_WORK ITEM:_ Each entry below must be repeated word for word.

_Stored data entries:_
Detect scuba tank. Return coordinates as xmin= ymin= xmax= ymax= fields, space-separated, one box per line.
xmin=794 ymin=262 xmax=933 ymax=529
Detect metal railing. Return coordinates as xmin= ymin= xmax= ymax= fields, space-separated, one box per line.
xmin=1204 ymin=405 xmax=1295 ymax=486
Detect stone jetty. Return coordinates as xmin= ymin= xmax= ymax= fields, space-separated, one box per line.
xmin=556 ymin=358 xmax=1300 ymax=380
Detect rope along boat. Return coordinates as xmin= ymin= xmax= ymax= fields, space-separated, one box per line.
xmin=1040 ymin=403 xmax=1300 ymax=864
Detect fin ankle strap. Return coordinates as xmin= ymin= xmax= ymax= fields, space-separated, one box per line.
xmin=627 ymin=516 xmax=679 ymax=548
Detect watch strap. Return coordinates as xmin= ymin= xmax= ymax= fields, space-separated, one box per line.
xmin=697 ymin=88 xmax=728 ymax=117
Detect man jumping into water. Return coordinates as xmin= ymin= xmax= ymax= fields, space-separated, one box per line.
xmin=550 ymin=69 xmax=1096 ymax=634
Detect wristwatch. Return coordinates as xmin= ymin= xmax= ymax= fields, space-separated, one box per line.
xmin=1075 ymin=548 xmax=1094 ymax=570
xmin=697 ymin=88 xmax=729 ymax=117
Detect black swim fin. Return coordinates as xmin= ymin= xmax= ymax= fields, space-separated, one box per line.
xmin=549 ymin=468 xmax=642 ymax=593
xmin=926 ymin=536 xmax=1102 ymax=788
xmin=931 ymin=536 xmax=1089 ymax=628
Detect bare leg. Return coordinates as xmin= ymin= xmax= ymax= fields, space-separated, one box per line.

_RESULT FOR THIS TASK:_
Detect scuba tank. Return coordinates as xmin= ymin= xmax= ymax= fields, space-separated, one box per line.
xmin=794 ymin=262 xmax=933 ymax=529
Detect metal railing. Return coordinates as xmin= ymin= xmax= ymax= fields, space-separated, one box per line.
xmin=1204 ymin=405 xmax=1295 ymax=486
Detect stone jetty. Return coordinates as xmin= ymin= xmax= ymax= fields, space-separated, one box per line.
xmin=556 ymin=358 xmax=1300 ymax=380
Detect rope along boat. Return coordinates as xmin= ymin= xmax= ymax= fields, space-separated, one box per line.
xmin=1040 ymin=403 xmax=1300 ymax=864
Detect fin ankle strap. Return coordinates as xmin= ymin= xmax= ymax= fields, space-separated, one box per line.
xmin=627 ymin=516 xmax=679 ymax=548
Detect watch strap. Return coordinates as xmin= ymin= xmax= ymax= fields, space-separated, one box per line.
xmin=697 ymin=88 xmax=728 ymax=117
Detect man jumping into water. Return coordinates as xmin= ymin= xmax= ymax= fields, space-separated, one box per line.
xmin=550 ymin=69 xmax=1096 ymax=634
Detect wristwatch. Return coordinates as xmin= ymin= xmax= ymax= fields, space-separated, one box per line.
xmin=1075 ymin=548 xmax=1094 ymax=570
xmin=697 ymin=88 xmax=729 ymax=117
Detect black swim fin. Return coordinates as xmin= ymin= xmax= ymax= fields, space-separated, one box per line.
xmin=549 ymin=468 xmax=642 ymax=593
xmin=926 ymin=536 xmax=1102 ymax=788
xmin=931 ymin=536 xmax=1089 ymax=628
Detect bare leg. Return coordinates as xmin= ymin= xmax= ymax= fields, space-separated, one box per line.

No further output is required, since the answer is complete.